→ **WORK ITEM A**
In the passage on Phan Rang tourism, rewrite the part that opens with the words "However, it is" and closes with "the Dinh River.", substituting "grapes from Ninh Thuan" for "Ninh Thuan grapes".
→ **WORK ITEM B**
Please carry the passage on Phan Rang tourism on past its final sentence.

→ **SELECTED PASSAGE**
A tourist walks amidst grape vines in Phan Rang Thap Cham, the capital town of the central province of Ninh Thuan /PHOTOS COURTESY OF TUOI TRE
Not far from the famous central resort town of Phan Thiet in Binh Thuan Province, there are several beaches in the neighboring province of Ninh Thuan that have become quite popular.
But, the beaches, like Vinh Hy and Ca Na, are not the only features that make the province's capital town, Phan Rang, a top tourism draw.
Visitors to the town officially known as Phan Rang Thap Cham (Cham Tower) Town usually take a tour of the Poklongarai towers on the Trau Hill. Built in the late 13th and early 14th centuries, the towers are a symbol of the advanced architectural and the sculpting skills of the Cham people.
However, it is rare that visitors know about tours of nearby vineyards. Ninh Thuan grapes are making a name for themselves, not to mention the wine that is made from them.
Of late, the Ba Moi vineyard has been introduced as a destination in Phan Rang tours.
Located about one kilometer from the Poklongarai, the 1.5 hectare farm can easily be spotted from the Mong Bridge across the Dinh River.

→ **GIVEN INFORMATION**
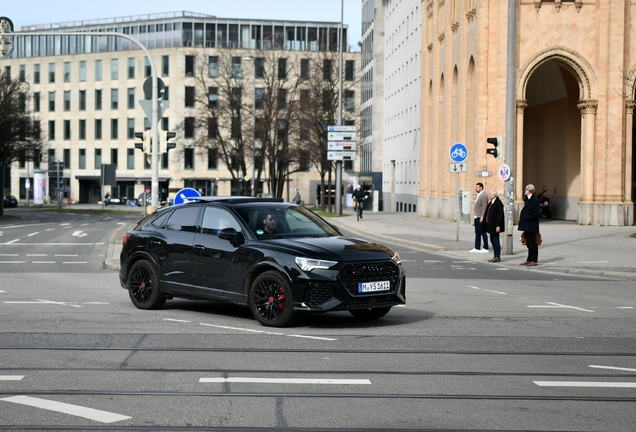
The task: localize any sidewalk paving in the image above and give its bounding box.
[104,206,636,280]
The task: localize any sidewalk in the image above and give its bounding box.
[104,206,636,280]
[330,209,636,280]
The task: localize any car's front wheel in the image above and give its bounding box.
[349,307,391,320]
[126,260,166,309]
[249,270,298,327]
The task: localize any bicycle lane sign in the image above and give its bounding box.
[449,143,468,163]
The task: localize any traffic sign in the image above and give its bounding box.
[173,188,201,205]
[327,132,356,141]
[327,141,356,151]
[327,126,356,132]
[327,150,356,160]
[448,163,468,173]
[449,143,468,163]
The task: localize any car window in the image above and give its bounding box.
[166,205,199,232]
[201,207,241,234]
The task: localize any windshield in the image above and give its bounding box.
[236,203,340,238]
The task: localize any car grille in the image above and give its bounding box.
[340,262,400,296]
[307,282,333,307]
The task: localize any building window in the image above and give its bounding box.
[93,149,102,169]
[95,89,102,111]
[278,59,287,79]
[110,89,119,110]
[49,92,55,112]
[64,120,71,140]
[186,56,195,76]
[64,90,71,111]
[95,119,102,140]
[126,149,135,169]
[208,56,219,78]
[80,60,86,82]
[128,57,135,79]
[64,62,71,82]
[110,119,119,139]
[128,87,135,109]
[161,56,170,76]
[79,119,86,140]
[49,120,55,141]
[183,148,194,169]
[185,86,194,108]
[95,60,102,81]
[183,117,194,138]
[79,149,86,169]
[345,60,356,81]
[110,59,119,80]
[79,90,86,111]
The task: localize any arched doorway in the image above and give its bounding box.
[520,60,581,220]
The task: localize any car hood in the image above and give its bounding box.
[260,236,395,261]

→ **RESPONSE A**
However, it is rare that visitors know about tours of nearby vineyards. grapes from Ninh Thuan are making a name for themselves, not to mention the wine that is made from them.
Of late, the Ba Moi vineyard has been introduced as a destination in Phan Rang tours.
Located about one kilometer from the Poklongarai, the 1.5 hectare farm can easily be spotted from the Mong Bridge across the Dinh River.

→ **RESPONSE B**
Once visitors get there, they would be told everything about Ninh Thuan grapes, their history, how to plant them, how to harvest them, and how to produce wine from the fruit that has sweet and sour overtones.
The tour's guide is none other than Ba Moi, the owner who has spent many years bringing grapes from his hometown to Ho Chi Minh City.
As he takes visitors around his vineyard, they are free to pick ripe fruits and enjoy them without worrying about pesticides and other chemical substances. Moi's vineyard was the first to be certified for the production of "clean" grapes in his province.
Moi says he developed his technique of planting grapes "cleanly," replacing chemical fertilizers, pesticides and other substances with biological products, with the help of the Institute of Agricultural Science for Southern Vietnam.
He said the technique also gave the grape its current sweet-sour taste and the crispiness, instead of the acridness and the small size it had during the 1990s.
Bau Truc Village in Ninh Phuoc District is another destination that local authorities are promoting among tourists.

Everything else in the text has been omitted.